## TRECHO DO TEXTO

De acordo com a referida lei, os meios de comunicação, jornalistas ou qualquer pessoa que divulgue conteúdos que sejam considerados promotores de sanções internacionais contra funcionários ou empresas estatais estarão sujeitos à revogação das suas concessões e multas de até 50 milhões de bolívares [mais de US$776 mil].

"Inclusive, sem que seja necessário um procedimento prévio e com base em suspeitas, a lei permite a imposição de medidas econômicas restritivas", afirmou o IPYS em uma análise da legislação.

Além disso, a Lei Simón Bolívar estabelece a criação de um registro nacional de pessoas suspeitas de envolvimento em "ações contrárias aos valores e direitos irrenunciáveis do Estado", que poderão ser sancionadas com medidas econômicas restritivas, incluindo o congelamento de ativos e a proibição de constituição de sociedades comerciais ou civis.

"Devido à recorrência de discursos estigmatizantes contra a imprensa independente, que totalizam 95 eventos em 2024 segundo os registros do IPYS Venezuela, qualquer meio de comunicação ou jornalista corre o risco de ser incorporado a esse registro e estar sob ameaça latente", afirmou o IPYS em sua análise.

Para Escobar, a intenção do regime de Maduro ao colocar as ONGs e os meios de comunicação contra a parede através de legislações como estas é consolidar uma hegemonia comunicacional que há vários anos tentam impor para controlar a narrativa sobre a realidade do país.

## MATERIAL EXTRAÍDO
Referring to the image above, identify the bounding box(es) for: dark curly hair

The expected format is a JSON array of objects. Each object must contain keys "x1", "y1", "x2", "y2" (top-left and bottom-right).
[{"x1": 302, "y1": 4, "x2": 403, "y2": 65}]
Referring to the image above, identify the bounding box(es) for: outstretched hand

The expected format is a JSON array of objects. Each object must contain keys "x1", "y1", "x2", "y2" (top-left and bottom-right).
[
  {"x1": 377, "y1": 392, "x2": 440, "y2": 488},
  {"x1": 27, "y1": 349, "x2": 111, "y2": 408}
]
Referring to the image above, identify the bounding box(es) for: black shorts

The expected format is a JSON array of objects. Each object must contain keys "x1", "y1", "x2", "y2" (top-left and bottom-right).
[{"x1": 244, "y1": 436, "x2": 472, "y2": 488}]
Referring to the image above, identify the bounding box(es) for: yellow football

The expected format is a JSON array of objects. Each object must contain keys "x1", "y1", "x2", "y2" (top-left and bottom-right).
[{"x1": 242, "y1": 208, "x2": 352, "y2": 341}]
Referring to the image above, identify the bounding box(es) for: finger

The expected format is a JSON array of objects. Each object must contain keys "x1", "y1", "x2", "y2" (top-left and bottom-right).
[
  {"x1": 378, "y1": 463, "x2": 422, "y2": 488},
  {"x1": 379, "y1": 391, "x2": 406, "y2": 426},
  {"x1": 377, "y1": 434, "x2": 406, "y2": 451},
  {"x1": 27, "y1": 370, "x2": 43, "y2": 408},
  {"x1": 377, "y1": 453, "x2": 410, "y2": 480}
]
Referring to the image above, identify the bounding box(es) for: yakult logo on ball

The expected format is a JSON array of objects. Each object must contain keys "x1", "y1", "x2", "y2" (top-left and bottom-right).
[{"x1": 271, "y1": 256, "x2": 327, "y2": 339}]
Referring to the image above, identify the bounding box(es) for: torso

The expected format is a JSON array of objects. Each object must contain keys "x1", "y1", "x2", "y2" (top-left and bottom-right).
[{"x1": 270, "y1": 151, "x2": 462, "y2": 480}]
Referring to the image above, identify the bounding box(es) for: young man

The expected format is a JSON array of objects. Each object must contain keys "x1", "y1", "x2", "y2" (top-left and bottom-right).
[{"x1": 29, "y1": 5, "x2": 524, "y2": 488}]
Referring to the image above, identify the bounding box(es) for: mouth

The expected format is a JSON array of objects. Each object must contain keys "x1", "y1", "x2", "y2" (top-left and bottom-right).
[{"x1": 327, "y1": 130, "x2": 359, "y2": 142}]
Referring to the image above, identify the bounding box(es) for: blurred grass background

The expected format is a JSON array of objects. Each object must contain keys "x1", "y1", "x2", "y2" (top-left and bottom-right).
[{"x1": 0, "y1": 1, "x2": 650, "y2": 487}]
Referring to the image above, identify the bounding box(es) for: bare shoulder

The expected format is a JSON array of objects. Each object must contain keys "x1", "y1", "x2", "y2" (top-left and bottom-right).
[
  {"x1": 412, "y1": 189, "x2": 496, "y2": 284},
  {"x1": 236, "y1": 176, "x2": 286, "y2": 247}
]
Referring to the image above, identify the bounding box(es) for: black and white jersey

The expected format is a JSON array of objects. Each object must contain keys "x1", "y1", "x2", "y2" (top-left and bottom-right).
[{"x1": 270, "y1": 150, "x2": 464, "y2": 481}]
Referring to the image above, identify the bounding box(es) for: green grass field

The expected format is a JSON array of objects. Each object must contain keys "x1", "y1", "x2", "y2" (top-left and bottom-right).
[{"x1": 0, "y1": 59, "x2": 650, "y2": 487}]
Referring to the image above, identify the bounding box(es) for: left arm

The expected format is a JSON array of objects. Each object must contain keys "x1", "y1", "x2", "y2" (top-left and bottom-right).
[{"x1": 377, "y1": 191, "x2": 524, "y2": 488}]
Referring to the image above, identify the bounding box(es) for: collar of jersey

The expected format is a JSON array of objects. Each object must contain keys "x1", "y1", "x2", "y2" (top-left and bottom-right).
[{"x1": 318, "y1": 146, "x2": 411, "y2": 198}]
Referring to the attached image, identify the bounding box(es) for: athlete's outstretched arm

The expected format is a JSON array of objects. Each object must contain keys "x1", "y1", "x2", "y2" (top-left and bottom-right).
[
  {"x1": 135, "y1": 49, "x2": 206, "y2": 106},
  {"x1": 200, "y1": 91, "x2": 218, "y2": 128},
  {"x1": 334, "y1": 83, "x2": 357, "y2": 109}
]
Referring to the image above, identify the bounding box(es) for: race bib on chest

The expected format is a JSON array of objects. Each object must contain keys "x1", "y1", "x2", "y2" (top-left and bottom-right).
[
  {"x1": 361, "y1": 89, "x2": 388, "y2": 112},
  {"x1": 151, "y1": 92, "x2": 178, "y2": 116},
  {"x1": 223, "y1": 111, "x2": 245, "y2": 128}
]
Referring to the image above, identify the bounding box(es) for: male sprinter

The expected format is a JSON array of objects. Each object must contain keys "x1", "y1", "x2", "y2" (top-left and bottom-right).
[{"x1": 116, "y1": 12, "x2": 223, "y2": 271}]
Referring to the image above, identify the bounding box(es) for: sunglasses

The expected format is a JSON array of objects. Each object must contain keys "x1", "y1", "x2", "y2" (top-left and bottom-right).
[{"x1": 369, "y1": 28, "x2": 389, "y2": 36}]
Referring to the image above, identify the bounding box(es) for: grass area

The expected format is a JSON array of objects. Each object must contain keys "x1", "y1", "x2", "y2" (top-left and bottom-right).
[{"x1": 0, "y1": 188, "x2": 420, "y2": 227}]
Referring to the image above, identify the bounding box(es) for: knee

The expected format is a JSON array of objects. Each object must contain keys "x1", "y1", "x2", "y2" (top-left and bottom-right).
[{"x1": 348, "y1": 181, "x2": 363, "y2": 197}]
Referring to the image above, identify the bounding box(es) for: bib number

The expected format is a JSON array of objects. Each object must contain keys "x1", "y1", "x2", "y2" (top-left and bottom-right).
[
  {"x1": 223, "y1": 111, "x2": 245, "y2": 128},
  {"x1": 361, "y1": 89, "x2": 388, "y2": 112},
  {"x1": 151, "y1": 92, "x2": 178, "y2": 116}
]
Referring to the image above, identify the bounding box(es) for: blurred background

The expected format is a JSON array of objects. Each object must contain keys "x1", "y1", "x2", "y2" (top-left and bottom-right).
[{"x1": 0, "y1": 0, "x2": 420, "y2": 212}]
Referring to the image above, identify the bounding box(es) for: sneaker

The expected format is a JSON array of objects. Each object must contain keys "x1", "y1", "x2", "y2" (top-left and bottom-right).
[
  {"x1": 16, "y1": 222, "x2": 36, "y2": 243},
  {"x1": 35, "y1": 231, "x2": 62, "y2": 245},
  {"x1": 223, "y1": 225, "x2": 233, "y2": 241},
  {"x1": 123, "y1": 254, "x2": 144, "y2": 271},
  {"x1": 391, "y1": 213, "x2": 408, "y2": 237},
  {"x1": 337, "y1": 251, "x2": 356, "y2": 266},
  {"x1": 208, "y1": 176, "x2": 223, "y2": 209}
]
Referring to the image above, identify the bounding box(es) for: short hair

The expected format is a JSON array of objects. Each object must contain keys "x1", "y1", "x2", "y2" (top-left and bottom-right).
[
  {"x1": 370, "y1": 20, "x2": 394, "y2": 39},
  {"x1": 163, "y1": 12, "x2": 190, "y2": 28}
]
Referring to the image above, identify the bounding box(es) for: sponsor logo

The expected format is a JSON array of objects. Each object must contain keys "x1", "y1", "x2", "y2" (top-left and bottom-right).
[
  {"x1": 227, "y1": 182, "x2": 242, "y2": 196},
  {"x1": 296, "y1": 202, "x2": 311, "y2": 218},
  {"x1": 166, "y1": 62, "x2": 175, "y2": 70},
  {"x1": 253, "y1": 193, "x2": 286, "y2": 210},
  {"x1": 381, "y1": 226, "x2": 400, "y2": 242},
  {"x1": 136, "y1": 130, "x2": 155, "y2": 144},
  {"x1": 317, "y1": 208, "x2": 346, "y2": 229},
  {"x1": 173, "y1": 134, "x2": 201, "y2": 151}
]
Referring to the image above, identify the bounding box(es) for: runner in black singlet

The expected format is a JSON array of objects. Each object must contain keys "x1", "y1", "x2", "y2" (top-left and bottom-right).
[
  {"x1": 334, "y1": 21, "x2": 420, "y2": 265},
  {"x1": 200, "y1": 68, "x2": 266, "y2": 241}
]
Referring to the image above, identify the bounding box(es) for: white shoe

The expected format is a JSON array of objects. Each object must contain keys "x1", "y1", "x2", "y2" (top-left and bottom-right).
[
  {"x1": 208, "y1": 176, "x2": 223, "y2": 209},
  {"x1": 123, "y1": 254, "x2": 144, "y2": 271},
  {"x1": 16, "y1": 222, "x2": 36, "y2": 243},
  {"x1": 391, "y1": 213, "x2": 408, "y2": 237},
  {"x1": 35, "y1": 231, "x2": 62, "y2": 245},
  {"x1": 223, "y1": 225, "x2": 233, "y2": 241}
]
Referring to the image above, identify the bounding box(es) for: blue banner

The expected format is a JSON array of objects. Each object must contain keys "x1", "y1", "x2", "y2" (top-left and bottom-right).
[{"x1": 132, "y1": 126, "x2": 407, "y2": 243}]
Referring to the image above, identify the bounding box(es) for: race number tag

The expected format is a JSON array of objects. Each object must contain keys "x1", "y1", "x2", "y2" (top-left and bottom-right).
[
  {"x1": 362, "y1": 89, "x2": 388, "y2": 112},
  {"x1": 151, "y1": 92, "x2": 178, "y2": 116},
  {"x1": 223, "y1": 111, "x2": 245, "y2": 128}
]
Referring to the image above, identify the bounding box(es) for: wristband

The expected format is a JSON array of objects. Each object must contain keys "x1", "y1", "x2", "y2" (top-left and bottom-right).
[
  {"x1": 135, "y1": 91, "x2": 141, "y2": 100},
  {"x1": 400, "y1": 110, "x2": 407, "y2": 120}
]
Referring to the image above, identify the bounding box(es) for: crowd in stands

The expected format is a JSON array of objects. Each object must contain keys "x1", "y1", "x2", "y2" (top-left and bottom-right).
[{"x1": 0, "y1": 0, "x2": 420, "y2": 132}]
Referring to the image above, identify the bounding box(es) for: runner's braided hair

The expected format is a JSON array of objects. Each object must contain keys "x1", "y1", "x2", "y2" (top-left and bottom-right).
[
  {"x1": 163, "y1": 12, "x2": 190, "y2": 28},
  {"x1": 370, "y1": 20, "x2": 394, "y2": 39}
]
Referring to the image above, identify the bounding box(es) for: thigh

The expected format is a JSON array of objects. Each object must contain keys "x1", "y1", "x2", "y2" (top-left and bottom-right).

## PROBLEMA A RESOLVER
Dê continuidade ao texto sobre a Lei Simón Bolívar e a imprensa venezuelana, começando após sua última frase. O material não é necessário.

## RESULTADO DA TAREFA
"Eles não se importam com o que acontece na Venezuela, o que importa para eles é como o que acontece na Venezuela é contado e eles querem dominar essa narrativa e a única maneira de dominá-la 100% é acabar com todos os meios de comunicação e organizações de direitos humanos", disse Escobar. "Essa é uma forma de eles tirarem o controle social de suas costas e poderem continuar com suas ações ditatoriais e criminosas".

Segundo Escobar, desde que o governo do falecido presidente Hugo Chávez retirou a concessão ao canal de televisão Radio Caracas Televisión (RCTV) em 2007, por supostas violações das leis de telecomunicações, o chavismo entendeu que através da criação de leis os meios de comunicação críticos ao poder poderiam ser criminalizados.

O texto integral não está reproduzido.